● **To be done**
How many lines in the listing below contain the word "door"? Reply with the number alone.

● **Exercise materials**
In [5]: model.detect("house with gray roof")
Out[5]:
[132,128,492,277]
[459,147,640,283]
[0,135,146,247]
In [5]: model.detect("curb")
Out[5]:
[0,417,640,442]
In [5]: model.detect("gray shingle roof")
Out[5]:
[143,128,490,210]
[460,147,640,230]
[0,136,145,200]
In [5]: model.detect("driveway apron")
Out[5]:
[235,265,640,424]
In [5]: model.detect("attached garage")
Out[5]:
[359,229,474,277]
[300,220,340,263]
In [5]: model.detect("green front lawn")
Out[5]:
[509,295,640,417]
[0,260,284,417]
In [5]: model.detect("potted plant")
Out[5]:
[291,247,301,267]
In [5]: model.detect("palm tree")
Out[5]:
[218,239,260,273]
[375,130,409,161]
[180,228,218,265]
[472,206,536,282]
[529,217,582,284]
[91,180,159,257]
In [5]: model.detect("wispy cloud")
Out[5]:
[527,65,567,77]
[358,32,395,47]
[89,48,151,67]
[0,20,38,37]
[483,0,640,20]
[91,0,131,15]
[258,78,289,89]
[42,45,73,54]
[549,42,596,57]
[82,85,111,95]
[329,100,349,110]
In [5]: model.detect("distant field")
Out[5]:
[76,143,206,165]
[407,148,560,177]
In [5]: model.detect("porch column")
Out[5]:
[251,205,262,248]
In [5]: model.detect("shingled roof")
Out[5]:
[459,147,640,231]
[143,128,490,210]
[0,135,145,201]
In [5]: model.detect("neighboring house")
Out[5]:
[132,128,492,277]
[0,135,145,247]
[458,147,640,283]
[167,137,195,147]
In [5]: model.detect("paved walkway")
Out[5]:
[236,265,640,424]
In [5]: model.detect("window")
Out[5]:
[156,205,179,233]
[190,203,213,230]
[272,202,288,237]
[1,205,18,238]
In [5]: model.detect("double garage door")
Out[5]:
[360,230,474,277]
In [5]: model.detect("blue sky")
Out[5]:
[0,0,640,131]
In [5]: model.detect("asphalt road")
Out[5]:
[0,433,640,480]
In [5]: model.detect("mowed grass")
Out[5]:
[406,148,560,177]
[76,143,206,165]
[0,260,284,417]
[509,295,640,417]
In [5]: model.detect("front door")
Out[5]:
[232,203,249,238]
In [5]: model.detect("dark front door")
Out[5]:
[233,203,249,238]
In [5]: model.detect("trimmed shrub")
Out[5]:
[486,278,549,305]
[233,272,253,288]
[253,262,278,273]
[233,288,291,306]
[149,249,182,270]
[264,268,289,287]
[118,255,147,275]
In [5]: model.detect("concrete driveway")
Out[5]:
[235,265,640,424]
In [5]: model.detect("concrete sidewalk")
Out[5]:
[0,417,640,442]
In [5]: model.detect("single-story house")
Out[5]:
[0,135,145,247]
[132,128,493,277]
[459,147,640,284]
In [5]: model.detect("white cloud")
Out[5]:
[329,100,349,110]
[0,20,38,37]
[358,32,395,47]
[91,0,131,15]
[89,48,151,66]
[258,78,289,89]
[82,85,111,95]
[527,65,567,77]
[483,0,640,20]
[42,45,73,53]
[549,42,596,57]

● **Answer for this exercise**
3